• Records provided
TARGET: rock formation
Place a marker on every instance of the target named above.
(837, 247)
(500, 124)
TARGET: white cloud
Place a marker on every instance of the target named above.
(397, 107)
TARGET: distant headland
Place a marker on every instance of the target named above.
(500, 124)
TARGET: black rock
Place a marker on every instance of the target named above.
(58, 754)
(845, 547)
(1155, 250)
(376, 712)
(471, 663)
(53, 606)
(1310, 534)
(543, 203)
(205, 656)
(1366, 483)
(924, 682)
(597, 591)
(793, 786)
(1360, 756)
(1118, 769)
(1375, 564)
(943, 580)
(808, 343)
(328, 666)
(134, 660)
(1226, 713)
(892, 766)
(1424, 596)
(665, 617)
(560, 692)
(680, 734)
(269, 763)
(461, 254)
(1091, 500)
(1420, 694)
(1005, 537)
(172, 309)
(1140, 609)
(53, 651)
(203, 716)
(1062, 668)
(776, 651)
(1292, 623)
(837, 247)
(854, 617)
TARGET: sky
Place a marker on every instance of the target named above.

• Task goal
Please go through the data above and copy each line that has the word "rock".

• Task result
TARGET: rock formation
TARGET: black rock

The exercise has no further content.